### Exercise
Write the records out exactly as shown. No pictures.

(Records drawn from a dataset)
◇ ◇ ◇ ◇

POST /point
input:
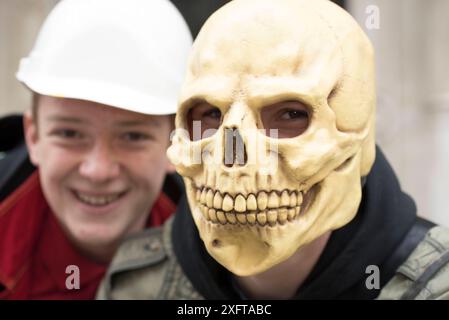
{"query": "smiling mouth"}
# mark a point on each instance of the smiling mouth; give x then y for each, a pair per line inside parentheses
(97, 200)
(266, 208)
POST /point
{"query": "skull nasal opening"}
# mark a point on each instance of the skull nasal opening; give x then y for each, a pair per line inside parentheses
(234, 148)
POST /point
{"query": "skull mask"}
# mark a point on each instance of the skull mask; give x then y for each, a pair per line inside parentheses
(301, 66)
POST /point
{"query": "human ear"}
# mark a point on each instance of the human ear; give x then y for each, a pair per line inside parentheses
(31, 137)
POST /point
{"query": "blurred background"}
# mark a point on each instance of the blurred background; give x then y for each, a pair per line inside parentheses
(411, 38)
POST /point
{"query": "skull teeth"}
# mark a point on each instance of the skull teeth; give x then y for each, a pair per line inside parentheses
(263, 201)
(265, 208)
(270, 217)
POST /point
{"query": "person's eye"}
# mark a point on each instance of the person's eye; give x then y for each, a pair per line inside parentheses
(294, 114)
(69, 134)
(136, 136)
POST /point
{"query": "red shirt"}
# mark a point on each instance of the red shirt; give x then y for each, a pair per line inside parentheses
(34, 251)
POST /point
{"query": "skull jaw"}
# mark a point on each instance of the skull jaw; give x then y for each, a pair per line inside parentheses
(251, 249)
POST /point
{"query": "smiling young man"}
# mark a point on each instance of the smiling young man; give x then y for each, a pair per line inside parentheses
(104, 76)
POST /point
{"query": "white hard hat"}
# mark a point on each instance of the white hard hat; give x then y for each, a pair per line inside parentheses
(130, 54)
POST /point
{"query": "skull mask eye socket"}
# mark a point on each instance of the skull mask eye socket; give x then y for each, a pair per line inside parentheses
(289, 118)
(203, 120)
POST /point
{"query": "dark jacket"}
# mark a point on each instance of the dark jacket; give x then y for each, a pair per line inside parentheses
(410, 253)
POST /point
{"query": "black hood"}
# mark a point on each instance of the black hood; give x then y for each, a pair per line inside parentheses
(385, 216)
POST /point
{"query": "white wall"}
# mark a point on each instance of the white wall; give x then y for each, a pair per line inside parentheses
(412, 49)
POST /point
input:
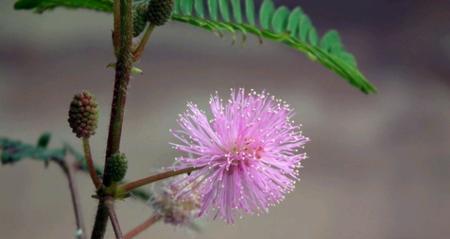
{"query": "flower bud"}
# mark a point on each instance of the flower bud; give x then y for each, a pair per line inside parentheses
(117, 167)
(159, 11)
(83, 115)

◇ ◇ ◇ ◇

### Exercise result
POST /point
input:
{"query": "smiling mouth"}
# mark a point on each instance of the smiling mouth; give x then y for each, a pair per line inside parentheses
(97, 200)
(266, 208)
POST /point
{"query": "skull nasal opening"}
# mark a point on each instance of the skull nasal opening; give x then y for each, a pair per line inside parentheses
(234, 148)
POST /point
{"query": "skull mask"}
# mark a point on each instance of the skull mask; give x then y for each, a pair per line inside parentheses
(301, 66)
POST /point
{"query": "human ear"}
# mark a point on each instance of the human ear; give x then y for each, a pair per line inside parentheses
(31, 137)
POST /point
{"query": "blurred background"}
# mark a point on each instance of the blurred background; give x then y for each, a pair per line inside parentheses
(411, 38)
POST /point
{"query": "skull teeth"}
# mark a point on each instance of the skull teeth; give x then y for each, a pair per line inside parentheses
(263, 201)
(265, 208)
(270, 217)
POST /point
{"query": "person's eye"}
# mark a point on each instance of the person's eye; give x then y for each, a pair per line inside parentheses
(294, 114)
(69, 134)
(136, 136)
POST /point
{"query": "red shirt"}
# mark a point on each instance of the red shirt; give x then y for each, a pair per line inside parentheses
(34, 251)
POST /point
{"query": "skull jaw"}
# mark a point on each instance of the skull jaw; give x then y for each, a pair per line inside parentheses
(251, 249)
POST /point
{"query": "smiling young man"}
# mark a point on each instance of the smiling young man; give x then y for each, a pair per line inside parentheses
(104, 76)
POST /point
{"query": "white hard hat"}
# mark a point on each instance of the white hard hat; give x then y for each, a pair per line inside parentheses
(130, 54)
POST /point
{"query": "skull mask eye socket"}
# mark a point on each instance of the skull mask eye socket; give x then y for each, a pair per line inside parentheses
(289, 118)
(203, 120)
POST /point
{"query": "dark jacket"}
# mark a point on each instance of the dark jacket; give x then y for each, a pair per line inside parentheses
(410, 253)
POST /point
{"query": "black hood"}
# mark a point on each instance of the black hood; give x then y for each, a pair per line inside parentheses
(385, 216)
POST /point
{"query": "white wall"}
# mark a point on each instance of the white wall; give x then y for each, a pair per line inside parentheses
(412, 49)
POST /point
input:
{"query": "flower bud"}
# mark a point on each instance of the flower bud; give x then y for each, a pair per line inside parentheses
(117, 167)
(159, 11)
(83, 115)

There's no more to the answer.